• **TASK OBJECTIVE**
Beginning at the top of the data below, restate every line word for word until the line containing "Target: rusty metal surface" has been included, and omit the pictures.

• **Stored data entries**

★ ★ ★

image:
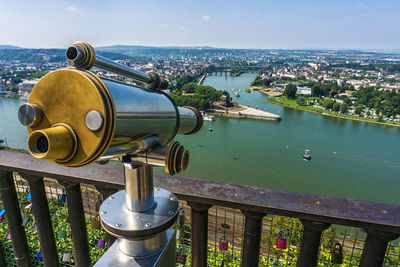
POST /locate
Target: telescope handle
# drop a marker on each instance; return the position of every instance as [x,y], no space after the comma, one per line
[82,55]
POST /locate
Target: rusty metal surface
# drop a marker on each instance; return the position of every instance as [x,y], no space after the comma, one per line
[357,213]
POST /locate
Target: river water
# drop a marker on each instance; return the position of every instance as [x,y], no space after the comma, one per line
[349,158]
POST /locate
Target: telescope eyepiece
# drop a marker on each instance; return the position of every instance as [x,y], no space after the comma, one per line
[42,144]
[29,114]
[72,53]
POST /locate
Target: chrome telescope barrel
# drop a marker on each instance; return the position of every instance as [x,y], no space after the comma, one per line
[82,55]
[74,117]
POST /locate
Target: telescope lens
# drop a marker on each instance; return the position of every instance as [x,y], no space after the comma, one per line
[42,144]
[72,53]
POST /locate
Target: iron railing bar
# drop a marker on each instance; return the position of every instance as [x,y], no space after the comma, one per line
[252,238]
[333,210]
[310,242]
[199,233]
[43,220]
[2,257]
[375,247]
[76,215]
[14,220]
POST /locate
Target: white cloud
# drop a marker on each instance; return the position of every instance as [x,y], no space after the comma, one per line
[72,9]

★ ★ ★

• **EXPECTED ANSWER**
image:
POST /locate
Target: telescope handle
# drop a marker on each instance; return the position of every instance as [x,y], no space after the comma, one per line
[82,55]
POST /locate
Target: rusty metal surface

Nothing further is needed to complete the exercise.